§ **DIRECTION**:
Could you rewrite the lines below with "partially occluded" replaced by "partly hidden" throughout, leaving everything else unchanged?
===== SUPPLIED ENTRIES
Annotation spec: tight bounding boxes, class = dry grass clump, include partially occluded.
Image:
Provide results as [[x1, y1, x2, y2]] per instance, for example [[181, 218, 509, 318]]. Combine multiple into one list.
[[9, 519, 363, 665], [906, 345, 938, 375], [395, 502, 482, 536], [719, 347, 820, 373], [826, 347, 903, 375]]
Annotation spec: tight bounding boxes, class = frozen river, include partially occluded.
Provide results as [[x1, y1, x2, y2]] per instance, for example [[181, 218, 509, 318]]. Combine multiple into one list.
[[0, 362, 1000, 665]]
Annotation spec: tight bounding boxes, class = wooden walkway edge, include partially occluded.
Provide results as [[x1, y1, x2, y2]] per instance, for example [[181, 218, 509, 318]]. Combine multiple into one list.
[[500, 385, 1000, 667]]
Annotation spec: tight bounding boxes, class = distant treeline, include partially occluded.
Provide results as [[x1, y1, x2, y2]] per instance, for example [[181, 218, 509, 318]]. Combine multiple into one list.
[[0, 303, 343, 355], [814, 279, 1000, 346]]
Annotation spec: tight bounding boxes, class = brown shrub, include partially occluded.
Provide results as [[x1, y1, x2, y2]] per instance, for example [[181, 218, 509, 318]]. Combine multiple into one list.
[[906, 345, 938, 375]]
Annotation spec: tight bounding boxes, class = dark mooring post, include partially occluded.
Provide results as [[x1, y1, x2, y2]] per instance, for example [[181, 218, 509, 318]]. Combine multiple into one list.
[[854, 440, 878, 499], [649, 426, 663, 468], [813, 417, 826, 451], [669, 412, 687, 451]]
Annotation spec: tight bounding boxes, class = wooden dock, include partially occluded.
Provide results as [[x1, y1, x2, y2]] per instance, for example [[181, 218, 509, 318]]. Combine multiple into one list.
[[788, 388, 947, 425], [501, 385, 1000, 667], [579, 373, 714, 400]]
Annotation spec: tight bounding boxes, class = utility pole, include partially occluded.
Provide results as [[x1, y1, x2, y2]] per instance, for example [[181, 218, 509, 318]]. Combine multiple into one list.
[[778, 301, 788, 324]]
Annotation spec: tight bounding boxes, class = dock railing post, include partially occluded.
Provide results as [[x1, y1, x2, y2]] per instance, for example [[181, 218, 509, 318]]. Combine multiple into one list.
==========
§ **TASK RESULT**:
Annotation spec: tight bounding boxes, class = dry grass clump, include partly hidden.
Image:
Provide results as [[x1, y1, x2, y2]] per instance, for example [[181, 218, 509, 318]]. Combine multiple into one list.
[[9, 519, 363, 665], [906, 345, 938, 375], [395, 502, 482, 536], [719, 347, 820, 373], [826, 347, 903, 375]]
Annotation spec: tight bounding boxes, class = frozen river, include partly hidden.
Provide results as [[x1, y1, x2, y2]] per instance, for example [[181, 218, 509, 318]]. Combine multiple into one list.
[[0, 362, 1000, 665]]
Annotation spec: tight bounding boxes, class = wooden walkway edge, include partly hidden.
Provide results as [[x1, y1, x2, y2]] per instance, for example [[181, 218, 509, 318]]. Combine multiple into one list.
[[500, 385, 1000, 667]]
Annotation spec: tight bounding boxes, class = distant treeline, include partly hidden.
Provide results as [[x1, y1, x2, y2]] per instance, for example [[181, 218, 509, 318]]. Combine multiple into one list.
[[0, 303, 343, 355], [814, 279, 1000, 346]]
Annotation spec: tight bounding boxes, class = brown shrub, include partly hidden.
Provide results as [[x1, y1, x2, y2]] per instance, for example [[181, 218, 509, 318]]. Combine multiple into one list.
[[906, 345, 938, 375]]
Annotation spec: tight bounding boxes, class = dark mooring post, include partly hidden.
Provide results as [[x1, y1, x2, y2]] per instance, for example [[181, 218, 509, 318]]. Combine multiple into one list.
[[854, 440, 878, 499], [649, 426, 663, 468], [813, 417, 826, 451], [669, 412, 687, 451]]
Annotation spec: tight bounding boxes, class = wooden dock, include partly hidden.
Provide results as [[x1, y1, x2, y2]] per instance, for example [[181, 218, 509, 318]]. Combine multiple into one list.
[[788, 388, 947, 425], [501, 385, 1000, 667], [579, 373, 714, 400]]
Annotation spec: tight bounding boxes, class = utility pole, include partly hidden.
Provide results as [[x1, y1, x2, y2]] per instance, for example [[181, 218, 509, 318]]. Combine multiple into one list.
[[778, 301, 788, 324]]
Annotation spec: tight bounding boxes, class = dock railing post, include partly hidden.
Provide results as [[x1, y1, x2, y2]] per instance, for example [[181, 218, 509, 318]]. Combine multiple into one list.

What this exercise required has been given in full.